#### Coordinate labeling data
········
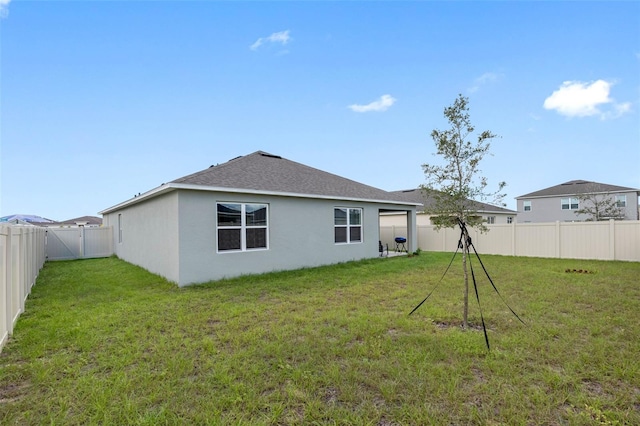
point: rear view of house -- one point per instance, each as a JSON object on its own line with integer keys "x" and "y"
{"x": 252, "y": 214}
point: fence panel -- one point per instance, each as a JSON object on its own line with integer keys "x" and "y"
{"x": 98, "y": 242}
{"x": 610, "y": 240}
{"x": 79, "y": 243}
{"x": 21, "y": 258}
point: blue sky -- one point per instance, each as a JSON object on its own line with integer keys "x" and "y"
{"x": 101, "y": 100}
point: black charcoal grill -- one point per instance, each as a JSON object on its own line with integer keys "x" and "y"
{"x": 400, "y": 244}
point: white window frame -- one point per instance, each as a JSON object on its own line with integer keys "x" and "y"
{"x": 349, "y": 226}
{"x": 243, "y": 227}
{"x": 571, "y": 203}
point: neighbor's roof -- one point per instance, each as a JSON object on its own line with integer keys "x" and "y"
{"x": 264, "y": 173}
{"x": 29, "y": 218}
{"x": 90, "y": 220}
{"x": 574, "y": 187}
{"x": 419, "y": 196}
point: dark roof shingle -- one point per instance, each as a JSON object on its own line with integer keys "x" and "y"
{"x": 261, "y": 171}
{"x": 574, "y": 187}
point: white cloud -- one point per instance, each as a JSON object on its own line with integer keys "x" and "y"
{"x": 281, "y": 37}
{"x": 579, "y": 99}
{"x": 383, "y": 104}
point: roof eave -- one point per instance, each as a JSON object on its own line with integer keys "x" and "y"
{"x": 167, "y": 187}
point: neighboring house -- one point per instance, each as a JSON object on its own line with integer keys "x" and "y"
{"x": 21, "y": 219}
{"x": 490, "y": 214}
{"x": 252, "y": 214}
{"x": 26, "y": 219}
{"x": 561, "y": 202}
{"x": 86, "y": 221}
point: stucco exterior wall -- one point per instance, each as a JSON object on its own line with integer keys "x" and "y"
{"x": 549, "y": 209}
{"x": 301, "y": 234}
{"x": 149, "y": 235}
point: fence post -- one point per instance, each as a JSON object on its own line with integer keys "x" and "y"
{"x": 5, "y": 280}
{"x": 612, "y": 239}
{"x": 558, "y": 238}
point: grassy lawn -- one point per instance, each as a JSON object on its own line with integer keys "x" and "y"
{"x": 105, "y": 342}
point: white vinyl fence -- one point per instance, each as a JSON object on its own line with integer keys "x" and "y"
{"x": 23, "y": 251}
{"x": 22, "y": 254}
{"x": 609, "y": 240}
{"x": 78, "y": 243}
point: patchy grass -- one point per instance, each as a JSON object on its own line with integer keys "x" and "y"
{"x": 105, "y": 342}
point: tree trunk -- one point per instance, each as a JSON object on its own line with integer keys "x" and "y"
{"x": 465, "y": 313}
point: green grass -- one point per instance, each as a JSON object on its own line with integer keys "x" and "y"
{"x": 105, "y": 342}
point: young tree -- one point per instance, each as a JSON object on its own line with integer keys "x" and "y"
{"x": 456, "y": 185}
{"x": 598, "y": 205}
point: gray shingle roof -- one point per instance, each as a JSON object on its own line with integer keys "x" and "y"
{"x": 262, "y": 171}
{"x": 574, "y": 187}
{"x": 419, "y": 196}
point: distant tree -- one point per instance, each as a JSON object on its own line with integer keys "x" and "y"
{"x": 456, "y": 186}
{"x": 598, "y": 205}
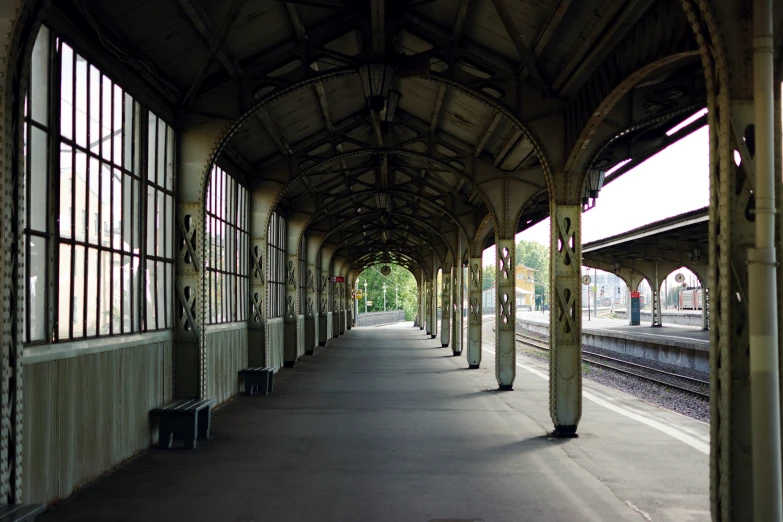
········
#### Objective
Please report in full every line above that contains the word "shingle" and treat uppercase and lowercase letters as different.

#### Answer for this exercise
point: dark roof shingle -- one point per instance, each as a JSON object on its own line with integer keys "x" and "y"
point: gray shingle roof -- one point per instance, each as a JSON object on its own line with integer keys "x" and "y"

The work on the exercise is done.